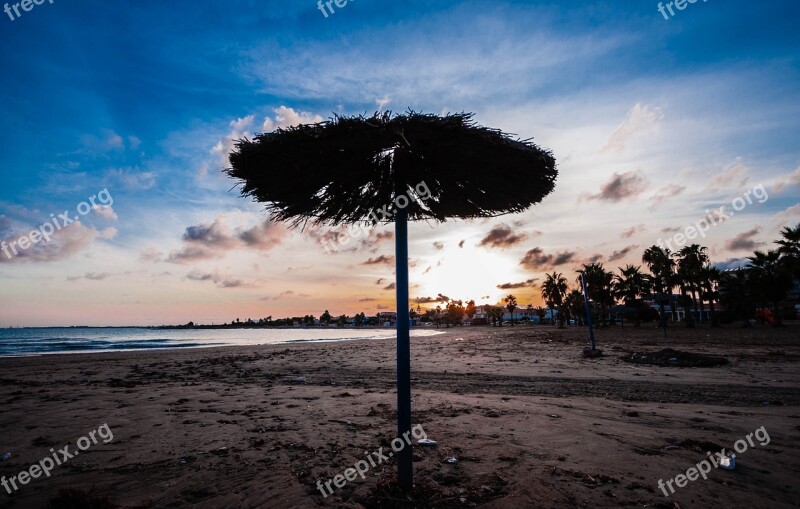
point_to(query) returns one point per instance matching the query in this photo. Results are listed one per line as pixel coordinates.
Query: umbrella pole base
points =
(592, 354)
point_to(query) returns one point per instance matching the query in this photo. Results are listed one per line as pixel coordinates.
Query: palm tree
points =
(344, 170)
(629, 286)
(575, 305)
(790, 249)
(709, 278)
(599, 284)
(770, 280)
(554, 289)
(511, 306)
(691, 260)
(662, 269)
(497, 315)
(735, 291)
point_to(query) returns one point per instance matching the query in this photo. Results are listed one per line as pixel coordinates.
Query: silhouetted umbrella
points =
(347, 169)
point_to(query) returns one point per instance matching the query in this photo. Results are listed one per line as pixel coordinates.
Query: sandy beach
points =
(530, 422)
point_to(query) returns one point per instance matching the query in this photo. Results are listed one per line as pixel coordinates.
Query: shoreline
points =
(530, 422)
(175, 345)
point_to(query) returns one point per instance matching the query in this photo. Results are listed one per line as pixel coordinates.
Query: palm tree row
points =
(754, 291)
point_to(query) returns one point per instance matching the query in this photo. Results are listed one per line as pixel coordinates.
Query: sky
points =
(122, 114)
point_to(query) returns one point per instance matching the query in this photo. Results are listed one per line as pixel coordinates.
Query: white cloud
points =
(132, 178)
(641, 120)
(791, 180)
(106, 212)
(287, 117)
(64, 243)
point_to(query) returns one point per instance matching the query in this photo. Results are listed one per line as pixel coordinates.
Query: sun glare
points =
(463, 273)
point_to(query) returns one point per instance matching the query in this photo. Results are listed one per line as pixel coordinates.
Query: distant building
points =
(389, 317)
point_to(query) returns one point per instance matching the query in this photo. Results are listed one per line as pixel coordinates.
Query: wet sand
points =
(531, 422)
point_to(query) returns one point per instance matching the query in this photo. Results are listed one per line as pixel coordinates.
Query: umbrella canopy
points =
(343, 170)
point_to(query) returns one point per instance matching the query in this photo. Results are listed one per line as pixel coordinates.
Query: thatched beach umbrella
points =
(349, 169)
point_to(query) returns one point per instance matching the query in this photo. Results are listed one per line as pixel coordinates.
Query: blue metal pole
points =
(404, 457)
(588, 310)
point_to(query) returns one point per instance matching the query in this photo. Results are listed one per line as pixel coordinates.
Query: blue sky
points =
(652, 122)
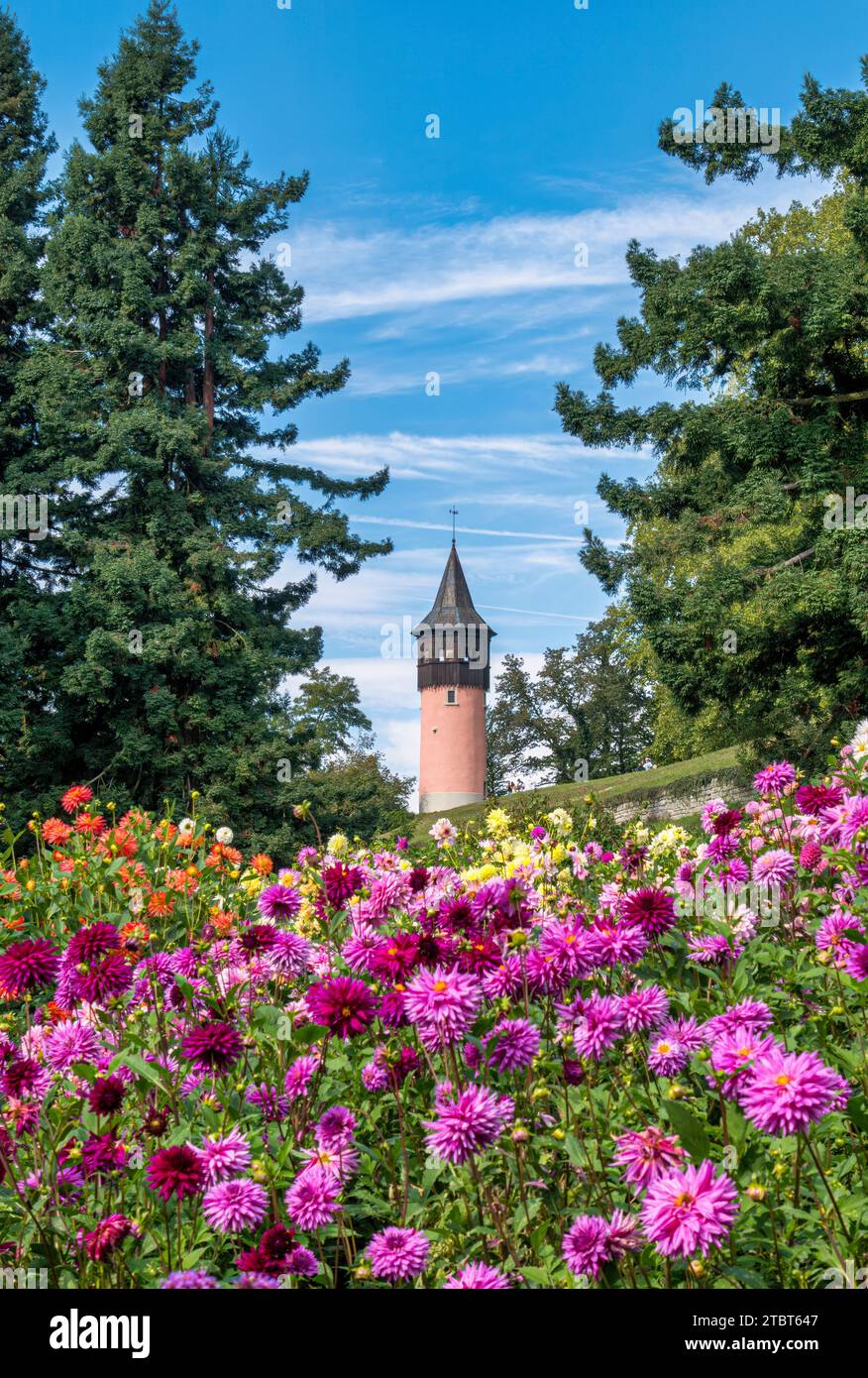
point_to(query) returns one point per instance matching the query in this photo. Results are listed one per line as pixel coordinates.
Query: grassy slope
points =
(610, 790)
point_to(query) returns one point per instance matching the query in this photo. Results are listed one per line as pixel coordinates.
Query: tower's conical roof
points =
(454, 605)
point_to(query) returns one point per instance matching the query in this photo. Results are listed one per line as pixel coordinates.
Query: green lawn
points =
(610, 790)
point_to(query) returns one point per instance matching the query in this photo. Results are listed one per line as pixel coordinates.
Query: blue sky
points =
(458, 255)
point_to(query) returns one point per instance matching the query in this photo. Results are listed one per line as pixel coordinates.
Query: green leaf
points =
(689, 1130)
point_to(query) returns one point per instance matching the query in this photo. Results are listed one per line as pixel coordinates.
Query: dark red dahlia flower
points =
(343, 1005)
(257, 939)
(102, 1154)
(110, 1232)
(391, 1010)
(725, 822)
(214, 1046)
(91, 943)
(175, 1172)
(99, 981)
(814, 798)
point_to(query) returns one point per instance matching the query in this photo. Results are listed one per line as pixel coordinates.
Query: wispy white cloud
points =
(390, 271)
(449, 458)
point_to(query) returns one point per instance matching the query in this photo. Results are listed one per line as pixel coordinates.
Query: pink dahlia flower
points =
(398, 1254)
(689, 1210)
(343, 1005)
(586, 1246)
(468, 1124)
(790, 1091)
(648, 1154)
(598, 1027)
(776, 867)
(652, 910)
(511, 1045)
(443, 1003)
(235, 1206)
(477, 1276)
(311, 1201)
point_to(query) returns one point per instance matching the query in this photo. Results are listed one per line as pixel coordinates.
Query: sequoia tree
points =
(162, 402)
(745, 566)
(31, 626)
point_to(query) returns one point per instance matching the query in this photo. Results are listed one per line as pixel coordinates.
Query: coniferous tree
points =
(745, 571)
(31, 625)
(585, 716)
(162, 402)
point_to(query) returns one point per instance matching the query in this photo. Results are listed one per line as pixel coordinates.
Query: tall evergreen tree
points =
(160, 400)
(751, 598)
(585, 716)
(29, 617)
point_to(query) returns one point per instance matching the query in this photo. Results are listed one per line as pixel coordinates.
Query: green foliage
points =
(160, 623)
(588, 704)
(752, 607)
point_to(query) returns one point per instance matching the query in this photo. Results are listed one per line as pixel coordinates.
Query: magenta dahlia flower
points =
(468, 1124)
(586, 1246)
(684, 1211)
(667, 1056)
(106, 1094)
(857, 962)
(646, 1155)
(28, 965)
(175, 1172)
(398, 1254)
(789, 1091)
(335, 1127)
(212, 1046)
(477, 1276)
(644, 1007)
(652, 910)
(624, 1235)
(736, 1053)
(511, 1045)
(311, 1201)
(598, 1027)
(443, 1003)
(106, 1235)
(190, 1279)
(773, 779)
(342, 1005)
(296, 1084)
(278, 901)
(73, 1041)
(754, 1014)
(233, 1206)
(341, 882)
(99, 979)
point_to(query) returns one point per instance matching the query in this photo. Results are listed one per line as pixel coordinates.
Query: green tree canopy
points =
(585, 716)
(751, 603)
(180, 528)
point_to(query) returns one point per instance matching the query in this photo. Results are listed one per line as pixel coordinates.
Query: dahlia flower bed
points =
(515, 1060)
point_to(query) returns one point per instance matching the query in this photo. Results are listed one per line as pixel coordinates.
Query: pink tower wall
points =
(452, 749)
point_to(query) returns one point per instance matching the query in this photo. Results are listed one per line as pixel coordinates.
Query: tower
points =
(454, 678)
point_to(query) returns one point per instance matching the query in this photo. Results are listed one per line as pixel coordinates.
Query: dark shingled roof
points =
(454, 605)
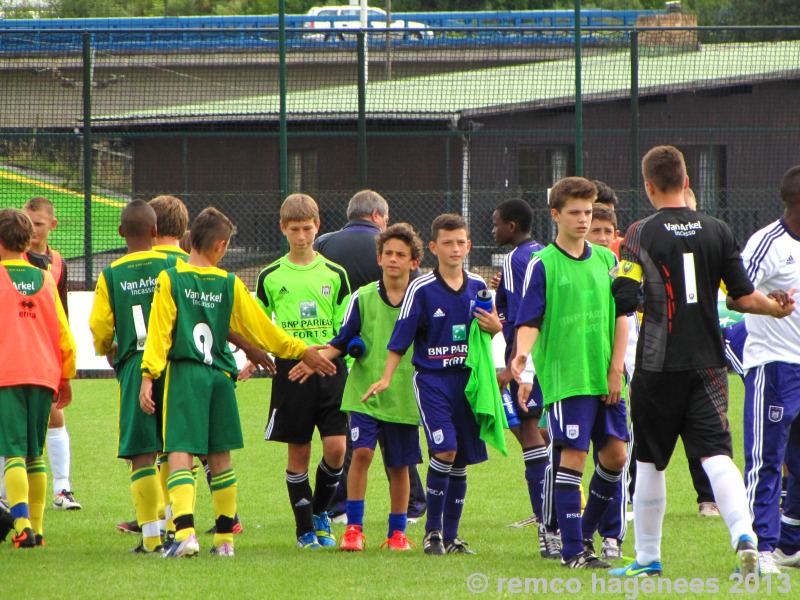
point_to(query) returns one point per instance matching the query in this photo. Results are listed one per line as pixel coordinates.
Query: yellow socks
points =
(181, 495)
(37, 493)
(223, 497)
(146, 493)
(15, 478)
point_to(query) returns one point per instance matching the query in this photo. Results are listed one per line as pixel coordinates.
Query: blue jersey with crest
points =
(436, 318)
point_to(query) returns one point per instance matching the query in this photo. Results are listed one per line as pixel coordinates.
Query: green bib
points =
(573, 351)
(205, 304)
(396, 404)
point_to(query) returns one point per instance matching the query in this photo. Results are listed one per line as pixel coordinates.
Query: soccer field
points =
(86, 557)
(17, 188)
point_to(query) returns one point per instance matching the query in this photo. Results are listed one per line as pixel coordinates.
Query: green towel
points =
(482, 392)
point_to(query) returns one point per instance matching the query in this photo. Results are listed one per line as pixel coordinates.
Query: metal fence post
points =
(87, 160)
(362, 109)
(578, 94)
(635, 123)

• _STATED PROBLEM_: Without the pictures, restate all of the entries above verbatim.

• _TASK ANSWER_:
point_to(query) returns one point per instance matching the query in this photo. Results are listed one per line as pixel coordinates.
Query: umbrella pole base
points =
(592, 354)
point_to(query) returns one point per instance matching the query in this photo. Results are listed one per line as pixel coordinates.
Query: palm tree
points =
(344, 170)
(629, 286)
(575, 305)
(790, 249)
(709, 278)
(599, 284)
(770, 280)
(554, 289)
(511, 306)
(691, 260)
(662, 269)
(497, 315)
(735, 291)
point_to(query) returns one point per instance matching the query in this photo. Results are listed one per line as pixel coordinates.
Query: silhouetted umbrella
points =
(347, 169)
point_to(query) returns one point per instance matching the query in this photo. Results are listed one per line as pixel coordinates.
Query: sandy beach
points =
(530, 422)
point_to(query) returns one point per instance matching the query in this photo. Results are listed one per line as pixel coordinates.
Query: shoreline
points =
(530, 422)
(175, 345)
point_to(query) returns one point per instance matching the query in this photo. Results are listed one per line as pixel coordinates.
Query: palm tree row
points =
(754, 291)
point_to(query) returns one point per instance matching the query in this photo. Results are listed one per line as pixel coordinates.
Query: sky
points =
(122, 114)
point_to(query) returns one point per instance matching the query in this photo. Results are listed one per line as pixel coordinates.
Query: white cloud
points =
(132, 178)
(641, 120)
(791, 180)
(106, 212)
(287, 117)
(64, 243)
point_to(query) returns one point per instance matching the query in this photo. Results are listed one per line as pixel coordinates.
Query: sun glare
points =
(463, 273)
point_to(query) returns one point per instance matching the query in this photo. Results are listed one per line as pixel coordinates.
Query: distant building
points =
(389, 317)
point_to(query) returns one point per instance matching the query in this photo. Results are listed one per line as pixel coordinates.
Query: wet sand
points =
(531, 422)
point_to(query) returns one point per instance matching the query in this photo. Results are listed one per line as pixel coordinates.
Query: umbrella canopy
points =
(343, 170)
point_to(query) returns one point per instance matching the query in this photo. Results are listed one per line as pixel coordinates.
Query: thatched beach umbrella
points =
(349, 169)
point_to(query) returns one point per instance matching the query in this photo. Results are listed one per line as pixel coordinates.
Query: blue metal pole
points =
(404, 457)
(588, 310)
point_to(query) returns one point per instance matching the query in this photo. Results are listed one per line as pixel coordinates.
Query: blue sky
points =
(652, 122)
point_to(query) returns one point per instance matching the query in this photo. Results are listed one per line as pixel coordinates.
Query: grassy slope
points =
(610, 790)
point_to(query) returns one point per instance matching the query in this photo. Results are listed one per line as pixel coordinates.
Query: tower's conical roof
points =
(454, 605)
point_to(query) returns one point per instance matching the query in this photo. Results are listed one per line as pixel coordinates.
Query: green lawn
points =
(610, 790)
point_to(query) returns one point per instance matching the query in this photo. Results are listed one per line as pixel coordinates.
Query: blue sky
points =
(458, 255)
point_to(query) returns one point per instance matching the query in this photo. Results are listed one per line as pixel coordinates.
Query: green leaf
points =
(689, 1130)
point_to(query) returns one point per instance matching the query in this photo. Results are listed one per line as pixel coordinates.
Query: dark red dahlia flower
points =
(343, 1005)
(257, 939)
(102, 1154)
(110, 1232)
(391, 1010)
(725, 822)
(214, 1046)
(91, 943)
(175, 1172)
(99, 981)
(814, 798)
point_to(query) returns one point per instance matching the query in this photo. Results are listed one per line as pixel coordinates.
Query: wispy white cloud
points =
(390, 271)
(449, 458)
point_to(query) returns one point per instance matching the query in this photo. Results are listed one per line as pixel coordinates.
Query: pink dahlia flower
points =
(398, 1254)
(689, 1210)
(343, 1005)
(586, 1246)
(468, 1124)
(790, 1091)
(648, 1154)
(598, 1027)
(776, 867)
(652, 910)
(511, 1045)
(443, 1003)
(235, 1206)
(477, 1276)
(311, 1201)
point_to(query) returns one point per instance matching the query in this photo. Results are listed one per line as pixel coordinates.
Query: sequoia tree
points =
(162, 402)
(745, 566)
(31, 626)
point_to(query) returns one point per instance matching the query in this photo. Results are listed one per line as pixel coordinates.
Query: coniferous tree
points =
(745, 571)
(31, 625)
(585, 716)
(162, 402)
point_to(query) returns one point per instance matching the query in this photo. Results are listed one per line as pixel coordinates.
Query: tall evergreen tree
points =
(160, 400)
(751, 598)
(585, 716)
(29, 617)
point_to(query) returns one point per instance matching the query in this photo. Results are listed one per line as pixel coordinates.
Query: green foliage
points =
(160, 623)
(588, 704)
(752, 607)
point_to(query) returns one point per instance matching the query in this photo. Results are listed one per line as pixel coordinates.
Query: magenta dahlia flower
points =
(468, 1124)
(586, 1246)
(684, 1211)
(667, 1056)
(106, 1094)
(857, 962)
(646, 1155)
(28, 965)
(175, 1172)
(398, 1254)
(789, 1091)
(335, 1127)
(212, 1046)
(477, 1276)
(644, 1007)
(652, 910)
(624, 1235)
(736, 1053)
(511, 1045)
(311, 1201)
(598, 1027)
(443, 1003)
(106, 1235)
(190, 1279)
(773, 779)
(342, 1005)
(296, 1084)
(278, 901)
(73, 1041)
(754, 1014)
(233, 1206)
(341, 882)
(99, 979)
point_to(query) returns one point per instance matching the query in this photo. Results are listed one per line as pixel coordinates.
Query: green tree canopy
points =
(585, 716)
(751, 603)
(180, 528)
point_to(query) returns one point per instance matching the query in this photo. Results are listed one per line as pixel coordinates.
Query: dahlia flower bed
points =
(515, 1060)
point_to(query) returns one point per instance matching the query in this photo. Results are listed one per line as pixel coordinates.
Query: pink tower wall
points =
(452, 749)
point_to(query) returns one point per instance matching the query in this photo. Results are listed one per line as pixel coordinates.
Query: tower
points =
(454, 678)
point_to(query) returns one point per instance matching the query in this photo. Results are listed one per line as pixel coordinates.
Query: dark shingled roof
points =
(454, 605)
point_to(query) returns one point per instance matching the query in this photo. Results are listed one per line as pixel coordinates.
Query: yellow socks
points =
(181, 495)
(37, 493)
(223, 497)
(146, 493)
(15, 478)
point_to(query) returns one point per instance matching the query in this photo. Results are listed one per line as pixel coordinates.
Query: blue jersey with crest
points =
(436, 318)
point_to(query) returns one point per instance matching the query in this photo. Results are listed one per line as pixel coordinates.
Query: green bib
points =
(573, 351)
(205, 304)
(396, 404)
point_to(query) returns one point per instance matching the query in this photo. Results are listed one per line as pixel coordinates.
Query: soccer field
points =
(86, 557)
(17, 188)
point_to(query) returns one point per instance matching the query in this photo. Results are listed one per line as pixel coordinates.
Query: green towel
points =
(482, 392)
point_to(query) returns one point per instance matching the query in this photo. Results are listed one per line as pixel coordinates.
Query: metal fence post
points =
(87, 160)
(362, 109)
(578, 94)
(635, 123)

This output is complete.